Hak ini diperkuat oleh UU No. 32 Tahun 2009 tentang Perlindungan dan Pengelolaan Lingkungan Hidup (PPLH).
Kebisingan ekstrem yang membahayakan kesehatan dan merusak properti dapat dikategorikan sebagai bentuk pencemaran lingkungan (pencemaran suara).
Dalam konteks ini, negara (termasuk pemerintah desa) berkewajiban menjamin terpenuhinya hak tersebut, bukan malah memfasilitasi pelanggarannya.
Potensi Perbuatan Melawan Hukum (PMH) oleh Penguasa: Kebijakan atau tindakan pejabat publik yang merugikan warga dapat digugat sebagai Perbuatan Melawan Hukum.
Dengan mengeluarkan edaran yang secara tidak langsung memaksa warga rentan keluar dari zona nyaman mereka, pemerintah desa bisa dianggap lalai dalam memberikan perlindungan.
Seharusnya, yang diatur adalah batas kekuatan suara sound horeg agar tidak membahayakan, bukan 'memindahkan' warganya.
Pelanggaran Ketertiban Umum: Kebisingan yang mengganggu ketenteraman telah diatur dalam Kitab Undang-Undang Hukum Pidana (KUHP).

Tugas Latihan:
**1.** Tentukan apakah setiap pernyataan berikut sesuai dengan teks tentang sound horeg, lalu jawab ya atau tidak disertai kutipan persis kata-kata teks yang menentukan jawabannya: (a) kebisingan ekstrem dapat digolongkan sebagai pencemaran suara; (b) yang seharusnya diatur adalah pemindahan warga; (c) hak tersebut diperkuat oleh UU No. 32 Tahun 2009.
**2.** Kutip dengan tepat bagian teks tentang sound horeg mulai dari "Dengan mengeluarkan edaran" sampai dengan "dalam memberikan perlindungan.".
Entri-entri ini diambil dari sumber yang berbeda.

Cuplikan Entri:
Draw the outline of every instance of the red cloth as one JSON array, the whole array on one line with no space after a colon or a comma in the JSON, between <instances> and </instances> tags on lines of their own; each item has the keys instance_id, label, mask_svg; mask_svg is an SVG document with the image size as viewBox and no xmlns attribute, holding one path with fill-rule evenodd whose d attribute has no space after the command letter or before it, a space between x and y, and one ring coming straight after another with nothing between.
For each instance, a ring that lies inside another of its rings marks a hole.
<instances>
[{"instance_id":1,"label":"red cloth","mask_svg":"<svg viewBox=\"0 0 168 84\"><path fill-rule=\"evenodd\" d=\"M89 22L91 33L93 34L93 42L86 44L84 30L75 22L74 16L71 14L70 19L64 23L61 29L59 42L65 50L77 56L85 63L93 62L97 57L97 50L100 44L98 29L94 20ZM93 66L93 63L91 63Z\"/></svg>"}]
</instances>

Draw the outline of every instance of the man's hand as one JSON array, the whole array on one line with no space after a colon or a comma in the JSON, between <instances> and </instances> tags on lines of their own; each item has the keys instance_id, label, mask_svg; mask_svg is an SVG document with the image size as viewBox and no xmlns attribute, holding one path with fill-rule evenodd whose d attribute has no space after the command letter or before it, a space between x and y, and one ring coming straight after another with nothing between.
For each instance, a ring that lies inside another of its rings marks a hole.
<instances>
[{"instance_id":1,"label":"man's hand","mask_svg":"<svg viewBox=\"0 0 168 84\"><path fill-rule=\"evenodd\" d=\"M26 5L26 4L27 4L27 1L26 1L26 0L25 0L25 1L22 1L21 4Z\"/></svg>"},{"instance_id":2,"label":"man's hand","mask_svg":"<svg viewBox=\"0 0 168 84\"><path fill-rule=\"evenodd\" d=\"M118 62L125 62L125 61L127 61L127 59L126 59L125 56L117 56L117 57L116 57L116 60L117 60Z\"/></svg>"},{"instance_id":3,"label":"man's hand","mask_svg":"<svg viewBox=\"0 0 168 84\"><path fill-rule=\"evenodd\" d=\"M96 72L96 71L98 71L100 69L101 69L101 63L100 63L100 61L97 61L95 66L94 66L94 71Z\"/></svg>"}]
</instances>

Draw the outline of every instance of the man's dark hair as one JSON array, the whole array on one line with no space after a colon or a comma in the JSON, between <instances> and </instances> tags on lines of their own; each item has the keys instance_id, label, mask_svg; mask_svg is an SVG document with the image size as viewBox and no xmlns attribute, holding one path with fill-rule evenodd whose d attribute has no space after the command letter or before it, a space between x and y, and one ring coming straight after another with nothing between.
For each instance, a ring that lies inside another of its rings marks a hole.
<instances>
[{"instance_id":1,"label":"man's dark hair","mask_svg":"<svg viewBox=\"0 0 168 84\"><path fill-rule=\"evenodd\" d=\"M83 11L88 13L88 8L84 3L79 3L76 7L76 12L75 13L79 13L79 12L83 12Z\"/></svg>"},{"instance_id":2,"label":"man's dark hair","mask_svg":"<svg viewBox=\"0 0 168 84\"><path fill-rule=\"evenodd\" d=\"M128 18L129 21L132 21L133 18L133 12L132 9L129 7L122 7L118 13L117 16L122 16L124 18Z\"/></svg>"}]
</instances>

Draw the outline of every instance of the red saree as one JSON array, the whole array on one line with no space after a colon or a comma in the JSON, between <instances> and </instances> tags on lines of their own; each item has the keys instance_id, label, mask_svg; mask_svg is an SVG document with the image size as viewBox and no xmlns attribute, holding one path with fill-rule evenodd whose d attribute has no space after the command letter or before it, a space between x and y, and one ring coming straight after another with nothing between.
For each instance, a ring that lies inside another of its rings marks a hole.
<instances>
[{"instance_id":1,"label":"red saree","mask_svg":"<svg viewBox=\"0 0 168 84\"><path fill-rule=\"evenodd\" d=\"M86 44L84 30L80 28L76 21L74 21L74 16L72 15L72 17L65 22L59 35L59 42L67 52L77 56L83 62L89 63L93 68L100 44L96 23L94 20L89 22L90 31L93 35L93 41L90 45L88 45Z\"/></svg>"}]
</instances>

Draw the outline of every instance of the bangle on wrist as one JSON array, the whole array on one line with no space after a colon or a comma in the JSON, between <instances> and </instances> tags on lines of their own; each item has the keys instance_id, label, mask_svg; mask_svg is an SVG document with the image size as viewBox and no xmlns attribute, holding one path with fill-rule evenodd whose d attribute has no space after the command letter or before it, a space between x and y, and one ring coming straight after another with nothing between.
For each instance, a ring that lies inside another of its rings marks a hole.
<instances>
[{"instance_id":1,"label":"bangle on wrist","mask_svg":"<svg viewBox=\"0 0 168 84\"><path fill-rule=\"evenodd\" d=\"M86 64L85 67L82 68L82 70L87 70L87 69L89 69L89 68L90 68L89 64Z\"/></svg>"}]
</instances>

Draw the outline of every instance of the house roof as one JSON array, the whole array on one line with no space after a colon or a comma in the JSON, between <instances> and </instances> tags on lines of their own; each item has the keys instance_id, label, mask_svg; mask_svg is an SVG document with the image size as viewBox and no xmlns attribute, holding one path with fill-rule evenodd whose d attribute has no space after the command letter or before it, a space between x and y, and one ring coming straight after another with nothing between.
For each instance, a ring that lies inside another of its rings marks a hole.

Kunci Jawaban:
**1.**
(a) Ya: "Kebisingan ekstrem yang membahayakan kesehatan dan merusak properti dapat dikategorikan sebagai bentuk pencemaran lingkungan (pencemaran suara)."
(b) Tidak: "Seharusnya, yang diatur adalah batas kekuatan suara sound horeg agar tidak membahayakan, bukan 'memindahkan' warganya."
(c) Ya: "Hak ini diperkuat oleh UU No. 32 Tahun 2009 tentang Perlindungan dan Pengelolaan Lingkungan Hidup (PPLH)."

**2.**
Dengan mengeluarkan edaran yang secara tidak langsung memaksa warga rentan keluar dari zona nyaman mereka, pemerintah desa bisa dianggap lalai dalam memberikan perlindungan.